**Source**.

- - - - - - -

One way we live out these fantasies is through the revenge genre film, such as the two western films previously discussed. This observation forces one to pose the question as to why the revenge genre film so typically involves the one seeking reprisal taking matters into their own hands rather than relying on the law. An easy answer for the western film is that the setting of undeveloped law enforcement dictates that this is the only way justice can be upheld, however I would argue that a better answer would be that it is the revenge genre that dictates the setting. The revenge genre is best served by a setting where legal order is either undeveloped, incompetent, corrupt, or most commonly some combination thereof. The reason is that this allows the hero of the film to seek out his revenge without being judged by the audience as being "vulgar and unfashionable", or perhaps more appropriately, allows the audience to live out their fantasy of revenge vicariously through the film without a sense of guilt for their feelings of satisfaction. The film's avenger cannot be judged for his acts of revenge, the lawless setting leaves no alternative, and there is no state to administer 'retribution'.

- - - - - - -

**Written problem 1**.
According to the passage on revenge genre films, what kind of setting best serves the revenge genre?
**Written problem 2**.
Write the next part of the passage on revenge genre films, picking up after its final sentence.

**Provided material**.
- - - - - - -

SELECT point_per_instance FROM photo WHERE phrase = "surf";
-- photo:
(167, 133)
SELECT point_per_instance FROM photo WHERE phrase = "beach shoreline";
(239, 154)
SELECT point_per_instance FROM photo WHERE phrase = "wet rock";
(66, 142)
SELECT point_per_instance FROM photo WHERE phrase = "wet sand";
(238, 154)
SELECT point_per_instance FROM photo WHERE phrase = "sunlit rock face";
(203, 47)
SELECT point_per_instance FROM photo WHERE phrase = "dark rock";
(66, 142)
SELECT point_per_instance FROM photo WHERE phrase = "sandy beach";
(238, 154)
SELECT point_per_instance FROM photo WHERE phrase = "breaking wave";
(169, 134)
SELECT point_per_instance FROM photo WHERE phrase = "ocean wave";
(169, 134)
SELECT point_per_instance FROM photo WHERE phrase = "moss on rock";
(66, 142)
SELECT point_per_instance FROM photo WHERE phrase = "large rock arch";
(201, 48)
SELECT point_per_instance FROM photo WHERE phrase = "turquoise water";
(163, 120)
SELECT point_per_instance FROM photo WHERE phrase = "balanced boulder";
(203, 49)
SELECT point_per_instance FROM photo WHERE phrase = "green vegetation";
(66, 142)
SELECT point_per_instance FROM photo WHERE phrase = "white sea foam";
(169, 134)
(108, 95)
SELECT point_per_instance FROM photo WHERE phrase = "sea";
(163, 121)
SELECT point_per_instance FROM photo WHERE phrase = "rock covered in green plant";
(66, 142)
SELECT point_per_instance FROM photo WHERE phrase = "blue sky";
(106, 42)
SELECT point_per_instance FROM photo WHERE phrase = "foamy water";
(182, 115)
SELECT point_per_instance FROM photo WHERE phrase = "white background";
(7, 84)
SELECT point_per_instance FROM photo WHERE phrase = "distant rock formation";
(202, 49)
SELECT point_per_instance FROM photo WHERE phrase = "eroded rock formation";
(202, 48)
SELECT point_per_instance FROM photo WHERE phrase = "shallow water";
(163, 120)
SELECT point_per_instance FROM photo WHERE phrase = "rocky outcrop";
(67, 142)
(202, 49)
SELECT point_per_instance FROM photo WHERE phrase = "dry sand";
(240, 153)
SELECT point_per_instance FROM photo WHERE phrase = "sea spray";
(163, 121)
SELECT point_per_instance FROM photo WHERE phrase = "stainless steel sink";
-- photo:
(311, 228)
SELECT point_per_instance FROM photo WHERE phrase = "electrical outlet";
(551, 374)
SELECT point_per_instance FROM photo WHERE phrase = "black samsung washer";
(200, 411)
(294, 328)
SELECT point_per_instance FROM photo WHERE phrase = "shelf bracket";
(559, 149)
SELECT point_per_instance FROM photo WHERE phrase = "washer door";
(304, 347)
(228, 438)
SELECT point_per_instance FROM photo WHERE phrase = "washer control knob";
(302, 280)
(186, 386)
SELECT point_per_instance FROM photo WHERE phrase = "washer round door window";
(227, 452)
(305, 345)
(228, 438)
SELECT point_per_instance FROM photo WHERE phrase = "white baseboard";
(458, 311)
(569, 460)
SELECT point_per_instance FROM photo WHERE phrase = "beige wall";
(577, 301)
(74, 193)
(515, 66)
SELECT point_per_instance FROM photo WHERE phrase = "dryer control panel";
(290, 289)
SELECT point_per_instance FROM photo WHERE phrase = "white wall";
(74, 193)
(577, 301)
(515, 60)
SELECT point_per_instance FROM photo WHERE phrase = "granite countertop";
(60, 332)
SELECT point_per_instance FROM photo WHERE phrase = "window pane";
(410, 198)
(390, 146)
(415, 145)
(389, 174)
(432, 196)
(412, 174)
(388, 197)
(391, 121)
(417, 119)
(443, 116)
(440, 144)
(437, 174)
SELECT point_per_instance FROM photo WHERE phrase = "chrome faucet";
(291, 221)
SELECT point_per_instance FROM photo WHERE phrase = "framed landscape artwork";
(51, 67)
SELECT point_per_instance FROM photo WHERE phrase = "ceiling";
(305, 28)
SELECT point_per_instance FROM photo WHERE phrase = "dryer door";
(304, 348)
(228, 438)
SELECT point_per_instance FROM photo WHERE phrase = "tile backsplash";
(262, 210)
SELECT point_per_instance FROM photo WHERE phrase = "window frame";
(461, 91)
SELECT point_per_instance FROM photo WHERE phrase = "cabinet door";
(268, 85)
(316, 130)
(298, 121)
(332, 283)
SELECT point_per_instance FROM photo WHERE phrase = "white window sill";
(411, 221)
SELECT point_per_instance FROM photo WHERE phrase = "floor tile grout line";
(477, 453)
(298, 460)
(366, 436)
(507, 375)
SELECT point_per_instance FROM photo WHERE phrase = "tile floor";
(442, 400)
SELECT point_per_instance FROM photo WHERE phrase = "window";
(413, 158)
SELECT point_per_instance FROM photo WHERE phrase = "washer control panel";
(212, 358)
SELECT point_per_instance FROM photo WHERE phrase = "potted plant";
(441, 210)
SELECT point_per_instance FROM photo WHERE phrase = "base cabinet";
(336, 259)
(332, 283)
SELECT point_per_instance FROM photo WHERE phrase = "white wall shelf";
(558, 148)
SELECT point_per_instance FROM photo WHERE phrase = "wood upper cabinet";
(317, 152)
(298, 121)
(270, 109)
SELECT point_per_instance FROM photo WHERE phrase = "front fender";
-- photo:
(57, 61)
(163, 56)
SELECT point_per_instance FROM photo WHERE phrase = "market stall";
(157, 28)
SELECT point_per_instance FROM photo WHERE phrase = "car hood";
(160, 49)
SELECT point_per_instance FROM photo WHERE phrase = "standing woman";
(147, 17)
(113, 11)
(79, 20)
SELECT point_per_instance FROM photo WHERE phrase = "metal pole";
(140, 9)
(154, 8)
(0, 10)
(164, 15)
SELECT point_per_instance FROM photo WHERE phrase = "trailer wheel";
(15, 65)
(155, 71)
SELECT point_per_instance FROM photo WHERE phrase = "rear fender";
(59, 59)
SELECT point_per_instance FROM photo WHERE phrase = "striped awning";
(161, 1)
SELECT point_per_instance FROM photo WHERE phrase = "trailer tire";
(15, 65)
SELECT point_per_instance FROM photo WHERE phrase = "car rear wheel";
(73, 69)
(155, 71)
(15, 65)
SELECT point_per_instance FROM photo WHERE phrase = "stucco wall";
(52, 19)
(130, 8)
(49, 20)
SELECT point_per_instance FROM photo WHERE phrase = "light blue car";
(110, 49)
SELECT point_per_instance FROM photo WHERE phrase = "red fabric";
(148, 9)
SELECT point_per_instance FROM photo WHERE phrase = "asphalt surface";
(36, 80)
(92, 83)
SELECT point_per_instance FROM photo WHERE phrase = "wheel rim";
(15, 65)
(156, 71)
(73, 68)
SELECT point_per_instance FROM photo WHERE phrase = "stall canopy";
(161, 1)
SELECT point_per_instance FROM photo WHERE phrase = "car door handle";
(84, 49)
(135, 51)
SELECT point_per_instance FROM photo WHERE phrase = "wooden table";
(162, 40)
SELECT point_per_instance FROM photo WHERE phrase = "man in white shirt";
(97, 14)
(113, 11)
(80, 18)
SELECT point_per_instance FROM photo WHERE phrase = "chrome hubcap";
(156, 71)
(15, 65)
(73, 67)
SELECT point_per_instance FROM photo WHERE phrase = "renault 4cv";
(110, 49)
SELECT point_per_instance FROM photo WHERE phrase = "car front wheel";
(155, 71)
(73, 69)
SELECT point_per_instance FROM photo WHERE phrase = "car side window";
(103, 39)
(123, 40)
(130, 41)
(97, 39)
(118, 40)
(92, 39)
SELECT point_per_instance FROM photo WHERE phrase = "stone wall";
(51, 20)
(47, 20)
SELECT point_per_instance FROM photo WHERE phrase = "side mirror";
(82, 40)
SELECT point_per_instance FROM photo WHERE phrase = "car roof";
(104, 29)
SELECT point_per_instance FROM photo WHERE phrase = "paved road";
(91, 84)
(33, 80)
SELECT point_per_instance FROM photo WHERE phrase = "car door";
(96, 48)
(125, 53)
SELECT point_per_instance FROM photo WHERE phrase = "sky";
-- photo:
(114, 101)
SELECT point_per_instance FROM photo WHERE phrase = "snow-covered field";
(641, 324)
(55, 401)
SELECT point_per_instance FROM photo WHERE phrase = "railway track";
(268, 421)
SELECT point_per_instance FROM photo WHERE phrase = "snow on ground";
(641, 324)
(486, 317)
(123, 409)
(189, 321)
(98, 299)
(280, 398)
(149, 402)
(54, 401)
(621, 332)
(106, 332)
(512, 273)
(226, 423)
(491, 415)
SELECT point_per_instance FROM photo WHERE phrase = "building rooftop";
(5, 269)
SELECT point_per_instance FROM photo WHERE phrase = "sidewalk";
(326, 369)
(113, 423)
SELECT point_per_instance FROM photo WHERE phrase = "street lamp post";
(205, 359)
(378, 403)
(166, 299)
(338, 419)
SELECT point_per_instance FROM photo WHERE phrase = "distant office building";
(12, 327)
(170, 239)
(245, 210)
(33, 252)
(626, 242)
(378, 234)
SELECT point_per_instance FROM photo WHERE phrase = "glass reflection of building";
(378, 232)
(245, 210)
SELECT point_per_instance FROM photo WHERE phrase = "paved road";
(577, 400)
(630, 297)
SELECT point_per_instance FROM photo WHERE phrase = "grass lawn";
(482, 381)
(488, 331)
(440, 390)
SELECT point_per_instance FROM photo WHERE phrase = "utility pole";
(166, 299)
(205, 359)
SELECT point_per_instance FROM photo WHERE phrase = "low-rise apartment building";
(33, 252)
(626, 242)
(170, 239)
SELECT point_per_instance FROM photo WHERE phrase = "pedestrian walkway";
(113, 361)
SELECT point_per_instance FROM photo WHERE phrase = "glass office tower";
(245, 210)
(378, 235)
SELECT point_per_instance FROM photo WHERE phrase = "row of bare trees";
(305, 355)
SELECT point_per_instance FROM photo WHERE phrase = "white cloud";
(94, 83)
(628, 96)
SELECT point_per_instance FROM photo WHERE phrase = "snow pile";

- - - - - - -

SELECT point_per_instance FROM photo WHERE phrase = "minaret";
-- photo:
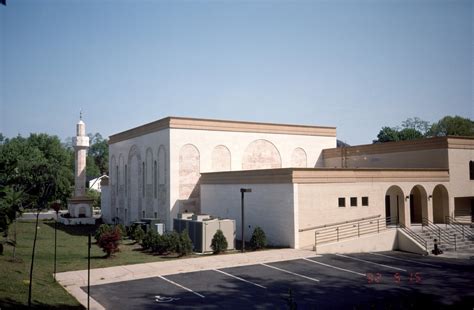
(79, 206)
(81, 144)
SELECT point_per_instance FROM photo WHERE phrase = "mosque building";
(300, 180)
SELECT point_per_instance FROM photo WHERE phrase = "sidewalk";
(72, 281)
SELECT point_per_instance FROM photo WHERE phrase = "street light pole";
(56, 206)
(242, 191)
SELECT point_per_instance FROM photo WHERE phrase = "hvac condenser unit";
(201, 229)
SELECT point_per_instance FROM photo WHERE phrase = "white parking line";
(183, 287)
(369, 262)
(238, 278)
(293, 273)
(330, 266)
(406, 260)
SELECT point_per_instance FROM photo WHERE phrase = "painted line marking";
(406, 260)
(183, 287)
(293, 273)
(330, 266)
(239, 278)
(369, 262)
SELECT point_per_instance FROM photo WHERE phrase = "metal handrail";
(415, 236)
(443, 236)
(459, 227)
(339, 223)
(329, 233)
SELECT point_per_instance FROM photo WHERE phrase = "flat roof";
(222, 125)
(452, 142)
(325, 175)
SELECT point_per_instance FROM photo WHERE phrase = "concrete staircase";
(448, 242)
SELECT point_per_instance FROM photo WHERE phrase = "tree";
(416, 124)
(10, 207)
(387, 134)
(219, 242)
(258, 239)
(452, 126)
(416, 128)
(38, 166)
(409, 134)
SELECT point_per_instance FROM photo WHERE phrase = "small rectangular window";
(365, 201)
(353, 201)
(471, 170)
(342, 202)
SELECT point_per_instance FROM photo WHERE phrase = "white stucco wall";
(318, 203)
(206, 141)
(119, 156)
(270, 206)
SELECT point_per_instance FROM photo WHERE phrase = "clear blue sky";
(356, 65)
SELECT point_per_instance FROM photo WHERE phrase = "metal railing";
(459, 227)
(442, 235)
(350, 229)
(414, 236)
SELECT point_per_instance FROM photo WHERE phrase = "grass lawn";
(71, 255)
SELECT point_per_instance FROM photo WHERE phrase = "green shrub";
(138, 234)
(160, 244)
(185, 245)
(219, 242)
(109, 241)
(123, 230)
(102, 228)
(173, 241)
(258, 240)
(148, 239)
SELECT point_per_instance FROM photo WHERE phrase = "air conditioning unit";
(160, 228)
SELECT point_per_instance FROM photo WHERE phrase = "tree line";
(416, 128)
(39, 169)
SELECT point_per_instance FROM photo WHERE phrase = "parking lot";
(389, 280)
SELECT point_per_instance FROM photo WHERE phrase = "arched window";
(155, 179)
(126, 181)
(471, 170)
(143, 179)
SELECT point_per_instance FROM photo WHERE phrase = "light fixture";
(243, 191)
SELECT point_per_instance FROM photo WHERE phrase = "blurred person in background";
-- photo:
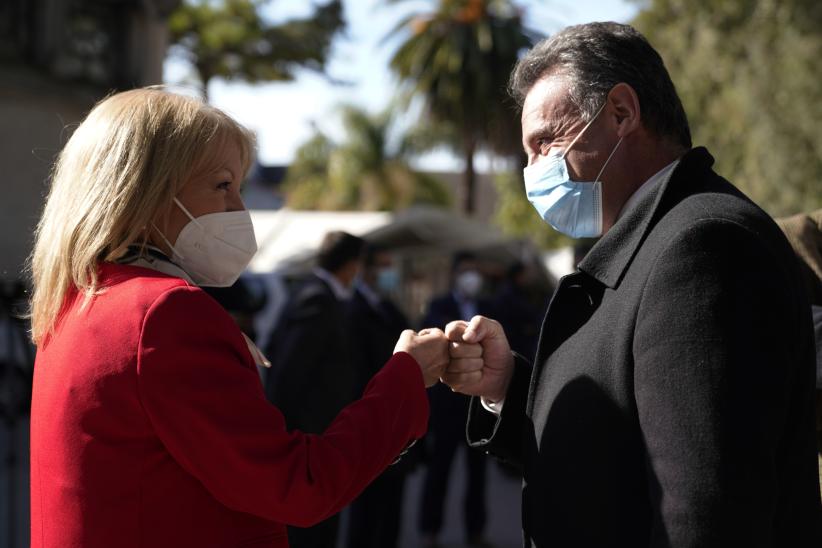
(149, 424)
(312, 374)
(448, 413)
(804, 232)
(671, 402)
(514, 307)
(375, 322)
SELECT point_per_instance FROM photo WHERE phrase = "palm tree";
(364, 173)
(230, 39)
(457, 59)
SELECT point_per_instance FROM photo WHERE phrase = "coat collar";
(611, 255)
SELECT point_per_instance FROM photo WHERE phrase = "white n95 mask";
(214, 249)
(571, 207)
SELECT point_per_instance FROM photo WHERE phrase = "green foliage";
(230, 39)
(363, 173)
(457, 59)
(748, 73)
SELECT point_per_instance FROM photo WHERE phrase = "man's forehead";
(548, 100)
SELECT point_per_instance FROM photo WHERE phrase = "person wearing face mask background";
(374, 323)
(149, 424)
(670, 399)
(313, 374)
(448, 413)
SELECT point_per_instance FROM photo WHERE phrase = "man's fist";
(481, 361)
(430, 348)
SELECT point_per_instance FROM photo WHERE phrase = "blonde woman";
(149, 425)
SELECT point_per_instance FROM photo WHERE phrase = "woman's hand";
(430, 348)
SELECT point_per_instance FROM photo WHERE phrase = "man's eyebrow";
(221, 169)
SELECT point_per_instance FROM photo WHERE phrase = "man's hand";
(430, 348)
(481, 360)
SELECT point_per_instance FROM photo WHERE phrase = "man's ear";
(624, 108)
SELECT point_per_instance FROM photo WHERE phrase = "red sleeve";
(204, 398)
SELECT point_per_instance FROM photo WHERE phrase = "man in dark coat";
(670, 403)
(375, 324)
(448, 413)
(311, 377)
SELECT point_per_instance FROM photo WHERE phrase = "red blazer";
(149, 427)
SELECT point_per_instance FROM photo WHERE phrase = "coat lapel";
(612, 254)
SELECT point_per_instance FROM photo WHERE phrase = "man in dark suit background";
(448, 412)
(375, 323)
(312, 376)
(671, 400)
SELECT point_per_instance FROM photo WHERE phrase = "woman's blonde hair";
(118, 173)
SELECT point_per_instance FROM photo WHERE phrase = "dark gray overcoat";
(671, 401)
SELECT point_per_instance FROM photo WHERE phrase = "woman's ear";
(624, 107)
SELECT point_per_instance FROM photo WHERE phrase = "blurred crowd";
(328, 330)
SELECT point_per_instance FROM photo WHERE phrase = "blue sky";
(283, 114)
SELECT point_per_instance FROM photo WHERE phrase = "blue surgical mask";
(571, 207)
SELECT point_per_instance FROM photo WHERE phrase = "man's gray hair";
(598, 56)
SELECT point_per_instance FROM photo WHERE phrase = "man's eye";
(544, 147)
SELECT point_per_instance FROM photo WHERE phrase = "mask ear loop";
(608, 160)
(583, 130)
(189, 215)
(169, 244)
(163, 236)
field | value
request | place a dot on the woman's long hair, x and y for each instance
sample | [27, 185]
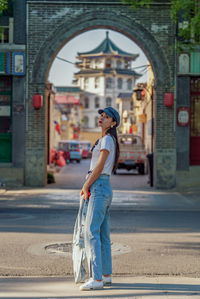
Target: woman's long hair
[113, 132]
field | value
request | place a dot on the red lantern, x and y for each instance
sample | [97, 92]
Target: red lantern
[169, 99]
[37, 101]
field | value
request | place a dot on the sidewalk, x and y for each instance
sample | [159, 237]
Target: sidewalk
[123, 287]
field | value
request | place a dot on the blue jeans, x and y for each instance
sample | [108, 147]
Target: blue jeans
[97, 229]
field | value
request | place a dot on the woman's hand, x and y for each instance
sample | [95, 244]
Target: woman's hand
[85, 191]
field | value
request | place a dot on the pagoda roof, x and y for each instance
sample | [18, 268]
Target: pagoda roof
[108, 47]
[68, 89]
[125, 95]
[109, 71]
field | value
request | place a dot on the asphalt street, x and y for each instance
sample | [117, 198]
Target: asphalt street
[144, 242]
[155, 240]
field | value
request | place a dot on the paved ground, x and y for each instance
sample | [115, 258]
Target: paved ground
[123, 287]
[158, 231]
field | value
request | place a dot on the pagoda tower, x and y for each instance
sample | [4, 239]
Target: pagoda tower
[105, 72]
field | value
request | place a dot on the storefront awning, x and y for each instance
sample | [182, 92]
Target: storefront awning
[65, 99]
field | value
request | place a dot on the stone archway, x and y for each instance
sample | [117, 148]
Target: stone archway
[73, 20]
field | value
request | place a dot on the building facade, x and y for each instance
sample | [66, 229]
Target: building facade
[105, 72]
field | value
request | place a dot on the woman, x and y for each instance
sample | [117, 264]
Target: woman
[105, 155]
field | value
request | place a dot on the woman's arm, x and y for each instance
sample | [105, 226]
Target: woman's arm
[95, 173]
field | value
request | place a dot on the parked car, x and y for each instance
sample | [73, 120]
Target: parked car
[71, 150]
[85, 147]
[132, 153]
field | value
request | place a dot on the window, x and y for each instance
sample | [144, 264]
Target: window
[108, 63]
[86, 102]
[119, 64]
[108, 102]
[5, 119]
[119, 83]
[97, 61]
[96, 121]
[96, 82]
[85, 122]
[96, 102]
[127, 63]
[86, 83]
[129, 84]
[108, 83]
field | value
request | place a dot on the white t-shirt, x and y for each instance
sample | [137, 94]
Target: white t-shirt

- - - - - - -

**Reply 1**.
A setting where legal order is undeveloped, incompetent, corrupt, or most commonly some combination of these.

**Reply 2**.
Perhaps a perfect contrasting example to the revenge genre western is that of the film Seven. The film is not a western, and thus does not take place amidst a wild, untamed, and lawless setting, but rather in the present day, legal-rule-filled modern world. The film follows a young detective as he desperately tries to capture a ruthless killer who is punishing each the seven deadly sins of gluttony, greed, sloth, envy, wrath, pride, and lust by systematically murdering those he sees as possessing them. In a dramatic conclusion, once the killer is captured, he reveals to the detective that he has murdered the young man's wife. The killer explains that since he himself envied the normal life of the detective, it seemed fair that he himself becomes the victim of envy. He then begs the dispirited and anguished detective to give in to his anger and desire for revenge by killing him on the spot, an obviously illegal act by a peace officer in our justice system. The detective tries desperately to fight his emotions, but he cannot restrain his anger and eventually obliges by shooting the killer, becoming the last of the victims, guilty of the sin of wrath. The final scene shows the young detective being taken away in a police car, certain to be disciplined by the justice system for his act. The film Seven does not serve us as a revenge fantasy. The audience, despite being sympathetic towards the detective, is left with the feeling that he made a mistake by giving in to his emotions and completing the killer's masterpiece of the seven deadly sins, ruining his own life in the process. While the first six sins, including that of envy by the serial killer himself, were punished by murder, the seventh sin of wrath contained in the young detective's revenge is punished by the law.

The modern world is no place for revenge fuelled by emotion. We expect our anger to be repressed; we consider it a sin when it is not. One must ask why, then, we are continuously drawn to revenge genre films to fulfill our fantasies of vengeance. If we consider revenge to be so vulgar and unfashionable, why do we feel such pleasure when the avenger is finally successful at the end of the film, instead of scorning him for his crazed and uncontrolled conduct? I feel much of an answer can be found in the settings of these films. We are willing to forgive vengeful conduct that takes place amidst an undeveloped legal system, where there is no state to administer punishment in a controlled, proportional fashion. But not in our modern world of judges and lawyers, laws and courts that uphold them, all apparently free of emotion.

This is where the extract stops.